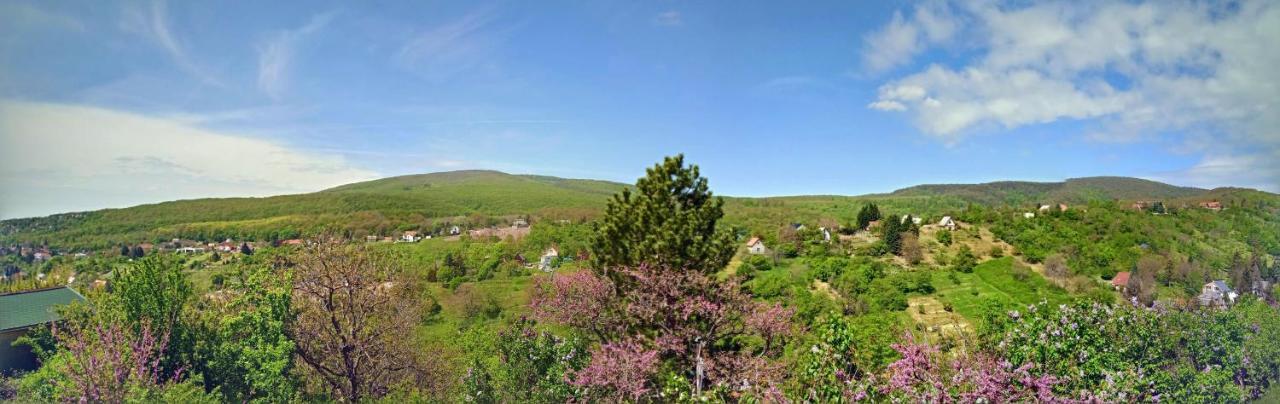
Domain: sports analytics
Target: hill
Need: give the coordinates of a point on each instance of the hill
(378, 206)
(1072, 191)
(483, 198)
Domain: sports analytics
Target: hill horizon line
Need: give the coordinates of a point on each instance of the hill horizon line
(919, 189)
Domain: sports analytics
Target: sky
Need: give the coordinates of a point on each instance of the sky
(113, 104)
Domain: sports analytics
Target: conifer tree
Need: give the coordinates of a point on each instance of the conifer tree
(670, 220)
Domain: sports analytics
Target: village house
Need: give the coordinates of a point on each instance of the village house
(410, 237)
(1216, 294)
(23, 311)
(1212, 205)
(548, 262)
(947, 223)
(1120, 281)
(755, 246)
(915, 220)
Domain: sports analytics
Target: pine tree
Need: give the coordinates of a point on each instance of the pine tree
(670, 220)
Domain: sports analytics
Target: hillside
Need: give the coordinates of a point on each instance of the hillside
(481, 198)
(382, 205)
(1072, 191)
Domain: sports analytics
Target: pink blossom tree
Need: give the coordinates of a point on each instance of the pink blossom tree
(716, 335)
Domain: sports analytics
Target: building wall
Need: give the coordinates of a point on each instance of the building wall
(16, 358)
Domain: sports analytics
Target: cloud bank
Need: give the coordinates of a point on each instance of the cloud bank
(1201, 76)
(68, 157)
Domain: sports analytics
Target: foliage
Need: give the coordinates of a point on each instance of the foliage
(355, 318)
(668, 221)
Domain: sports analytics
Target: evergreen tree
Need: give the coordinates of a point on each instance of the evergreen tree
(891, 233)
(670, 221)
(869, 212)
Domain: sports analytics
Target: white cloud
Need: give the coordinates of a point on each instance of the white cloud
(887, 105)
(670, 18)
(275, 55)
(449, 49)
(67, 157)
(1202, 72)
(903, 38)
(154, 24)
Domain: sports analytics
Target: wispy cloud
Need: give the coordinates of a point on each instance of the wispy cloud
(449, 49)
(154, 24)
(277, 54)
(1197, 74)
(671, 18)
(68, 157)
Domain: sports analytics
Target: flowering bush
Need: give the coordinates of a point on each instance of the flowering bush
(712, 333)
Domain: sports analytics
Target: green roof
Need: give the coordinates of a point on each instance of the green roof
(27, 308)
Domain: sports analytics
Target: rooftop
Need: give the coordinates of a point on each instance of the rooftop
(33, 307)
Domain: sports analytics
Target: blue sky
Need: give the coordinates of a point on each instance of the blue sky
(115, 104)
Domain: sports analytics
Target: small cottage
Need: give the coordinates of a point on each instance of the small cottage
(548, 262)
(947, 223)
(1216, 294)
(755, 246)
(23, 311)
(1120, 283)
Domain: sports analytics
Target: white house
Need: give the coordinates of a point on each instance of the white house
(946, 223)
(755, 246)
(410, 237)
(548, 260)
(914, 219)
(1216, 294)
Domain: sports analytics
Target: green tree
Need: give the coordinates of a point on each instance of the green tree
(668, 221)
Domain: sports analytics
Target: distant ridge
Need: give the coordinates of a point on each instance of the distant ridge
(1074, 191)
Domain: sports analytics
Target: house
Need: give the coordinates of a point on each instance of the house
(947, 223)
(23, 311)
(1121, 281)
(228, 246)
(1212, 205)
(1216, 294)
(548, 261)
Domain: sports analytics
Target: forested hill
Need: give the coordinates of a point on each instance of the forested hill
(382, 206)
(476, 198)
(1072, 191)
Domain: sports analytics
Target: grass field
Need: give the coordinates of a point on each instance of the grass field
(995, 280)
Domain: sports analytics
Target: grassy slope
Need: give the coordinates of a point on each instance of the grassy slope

### DESCRIPTION OF THE TASK
From the line with "the small cottage" to the final line of the listing, write out each line unchanged. Add nothing.

### TASK ANSWER
Need: give the coordinates of a point on each instance of the small cottage
(548, 262)
(947, 223)
(1216, 294)
(755, 246)
(23, 311)
(1120, 283)
Domain: sports analytics
Target: white house
Need: give the coordinates of a point on each instance of the white house
(946, 223)
(755, 246)
(410, 237)
(548, 260)
(914, 219)
(1216, 294)
Domain: sports analytics
Target: green tree
Need: give the coordinates of a point on each instance of the green tree
(668, 221)
Domain: sports analytics
Target: distant ridge
Need: give the coordinates of a point on each instance of the distant ridge
(1074, 191)
Domain: sports analytics
Target: house
Need: give the coordinates of a point on each instance of the house
(947, 223)
(23, 311)
(1121, 281)
(228, 246)
(1212, 205)
(1216, 294)
(548, 261)
Domain: sports analytics
Target: forested hill
Need: give the coordinates of a point on each instance of the forested hill
(382, 206)
(476, 198)
(1072, 191)
Domain: sports analytics
Target: grass field
Need: give the coordinates of a point on each instance of the grass field
(995, 280)
Domain: sports analytics
Target: grassy slope
Need: give the coordinates of a point on each instance of the grassy slope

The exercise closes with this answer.